### PAGE EXTRACT
╭──

Can only the 100Mbs part of a 10/100Mbs router fail?

Travis Roy travis at scootz.net
Wed Dec 22 06:28:01 EST 2004


Just catching up on your email now :)

Most people have forgotten about the threads you're replying to tonight :)

>  I realize this thread is old, but I'm catching up and I might be able to
>offer some insight here...
>
>On Wed, 8 Dec 2004, at 8:32am, travis at scootz.net wrote:
>  
>
>>Most consumer level 10/100 "switches" or "routers" are switching hubs.  
>>That is there's a 100mb hub and a 10mb hub and the switching happens
>>between the 10 and 100mb parts, not between each port. So that part might
>>also be broken.
>>    
>>
>
>  I assume you're using "hub" to mean "repeater" like most do.  (The term
>"hub" properly means "the center of any star topology network", which is
>damn confusing since *BASE-T /is/ a star topology.)  What you're describing
>as a "switching hub" is really the same as any ordinary repeater, just with
>a learning bridge instead of a dumb bridge.

╰──

### INSTRUCTION
Continue the mailing-list message about 10/100 routers and hubs from its final sentence. The records are independent material, unrelated to the text.

[Rows of box annotation data]
╭──

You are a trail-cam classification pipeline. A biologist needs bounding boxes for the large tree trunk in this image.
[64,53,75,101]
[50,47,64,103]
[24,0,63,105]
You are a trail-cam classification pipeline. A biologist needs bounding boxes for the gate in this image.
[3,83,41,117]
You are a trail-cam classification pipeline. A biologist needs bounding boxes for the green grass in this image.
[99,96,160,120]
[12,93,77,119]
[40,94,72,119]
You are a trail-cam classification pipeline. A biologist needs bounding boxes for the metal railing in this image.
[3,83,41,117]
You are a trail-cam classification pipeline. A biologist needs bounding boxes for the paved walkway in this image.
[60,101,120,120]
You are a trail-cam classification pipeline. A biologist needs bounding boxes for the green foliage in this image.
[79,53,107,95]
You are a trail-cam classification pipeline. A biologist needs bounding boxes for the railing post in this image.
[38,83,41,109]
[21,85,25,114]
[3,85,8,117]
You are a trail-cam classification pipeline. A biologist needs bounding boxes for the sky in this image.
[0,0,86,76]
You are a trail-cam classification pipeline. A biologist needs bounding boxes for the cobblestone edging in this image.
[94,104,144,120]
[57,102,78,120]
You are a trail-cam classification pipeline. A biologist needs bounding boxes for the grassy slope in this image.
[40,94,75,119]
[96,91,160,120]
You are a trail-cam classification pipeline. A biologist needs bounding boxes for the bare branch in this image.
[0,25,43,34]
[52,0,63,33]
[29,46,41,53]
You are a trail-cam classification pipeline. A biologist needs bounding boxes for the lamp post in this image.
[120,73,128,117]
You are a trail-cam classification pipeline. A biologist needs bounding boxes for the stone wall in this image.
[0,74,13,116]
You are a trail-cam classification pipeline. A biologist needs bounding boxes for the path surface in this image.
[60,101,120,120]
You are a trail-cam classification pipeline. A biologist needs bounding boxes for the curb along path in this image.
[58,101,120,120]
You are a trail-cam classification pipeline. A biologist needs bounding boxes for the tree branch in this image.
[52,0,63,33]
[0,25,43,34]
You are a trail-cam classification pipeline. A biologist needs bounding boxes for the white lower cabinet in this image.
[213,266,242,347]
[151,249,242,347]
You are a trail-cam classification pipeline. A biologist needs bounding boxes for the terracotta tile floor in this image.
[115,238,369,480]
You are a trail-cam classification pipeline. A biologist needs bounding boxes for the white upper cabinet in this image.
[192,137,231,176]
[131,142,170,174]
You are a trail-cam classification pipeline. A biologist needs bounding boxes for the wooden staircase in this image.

╰──
╭──

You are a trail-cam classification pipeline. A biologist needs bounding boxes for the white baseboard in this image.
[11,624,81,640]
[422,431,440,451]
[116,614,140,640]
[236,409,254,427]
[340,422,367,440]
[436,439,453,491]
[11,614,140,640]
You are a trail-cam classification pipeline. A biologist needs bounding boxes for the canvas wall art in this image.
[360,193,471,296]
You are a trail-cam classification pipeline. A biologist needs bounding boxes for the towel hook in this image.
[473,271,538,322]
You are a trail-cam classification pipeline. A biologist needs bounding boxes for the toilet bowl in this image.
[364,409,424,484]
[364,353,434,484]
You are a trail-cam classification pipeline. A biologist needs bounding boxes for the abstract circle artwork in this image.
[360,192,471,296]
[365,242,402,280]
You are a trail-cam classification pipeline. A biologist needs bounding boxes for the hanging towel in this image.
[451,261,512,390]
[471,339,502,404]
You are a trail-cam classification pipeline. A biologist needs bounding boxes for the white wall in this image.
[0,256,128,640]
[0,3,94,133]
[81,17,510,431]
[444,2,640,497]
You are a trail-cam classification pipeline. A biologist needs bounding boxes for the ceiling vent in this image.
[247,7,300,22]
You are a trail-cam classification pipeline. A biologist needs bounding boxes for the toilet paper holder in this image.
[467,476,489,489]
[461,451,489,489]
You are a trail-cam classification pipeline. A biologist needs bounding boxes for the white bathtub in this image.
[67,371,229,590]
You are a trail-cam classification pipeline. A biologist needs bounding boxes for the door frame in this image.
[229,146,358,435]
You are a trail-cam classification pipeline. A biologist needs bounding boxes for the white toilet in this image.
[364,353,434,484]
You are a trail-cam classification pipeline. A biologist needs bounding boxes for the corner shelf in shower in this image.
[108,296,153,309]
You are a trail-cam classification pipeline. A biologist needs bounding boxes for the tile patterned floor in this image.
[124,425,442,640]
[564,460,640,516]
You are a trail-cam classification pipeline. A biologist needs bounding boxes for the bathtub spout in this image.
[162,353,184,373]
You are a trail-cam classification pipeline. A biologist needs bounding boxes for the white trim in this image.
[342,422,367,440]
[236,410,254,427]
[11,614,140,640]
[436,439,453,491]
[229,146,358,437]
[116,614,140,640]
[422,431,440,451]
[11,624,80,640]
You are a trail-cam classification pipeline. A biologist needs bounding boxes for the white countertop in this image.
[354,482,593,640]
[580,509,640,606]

╰──
╭──

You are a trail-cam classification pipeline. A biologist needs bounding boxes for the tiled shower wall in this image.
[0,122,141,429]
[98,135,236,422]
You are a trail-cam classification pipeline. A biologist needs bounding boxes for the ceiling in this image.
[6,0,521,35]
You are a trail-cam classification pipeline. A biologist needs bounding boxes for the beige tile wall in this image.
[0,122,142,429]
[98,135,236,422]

╰──

### ANSWER TO THIS PROBLEM
>
>  You see, in reality, all Ethernet repeaters are single-speed.  That's
>inherent in the nature of a repeater: Electrical signal comes in, is
>re-timed, and repeated on all the other ports.  There's no buffering to
>handle speed changes.  10BASE-T and 100BASE-T are two different signals,
>after all.
>
>  A "dual-speed repeater" is really two repeaters: A 10 megabit repeater and
>a 100 megabit repeater.  A dumb bridge connects the two, so that traffic
>that comes in on the 100 megabit repeater will be bridged and transmitted on
>the 10 megabit repeater.  Physically, this is all one unit, of course (if
>not one IC chip), but conceptually, that's how it works.
>
>  It is very possible for the bridge in a dual-speed repeater to fry while
>leaving the individual repeaters working.  One particular model of 8-port
>repeater from LinkSys seemed to have a tendency to fail in this way.  It
>once manifested itself to us as all the 100 megabit workstations in an
>office working fine, but the 10 megabit network-attached printer was
>unreachable.  Damn, but that took forever to figure out.
>
>  The difference between a dumb bridge and a learning bridge: A dumb bridge
>just forwards every data frame it gets.  Frame comes in on one interface, it
>goes out all the others.  These are rather rare, and are used mainly for
>"media conversion".  A learning bridge tries to keep track of what layer two
>addresses (MAC addresses) it sees on which interface.  If it gets a frame
>for an address it knows, it only sends it out the interface it saw that
>address on.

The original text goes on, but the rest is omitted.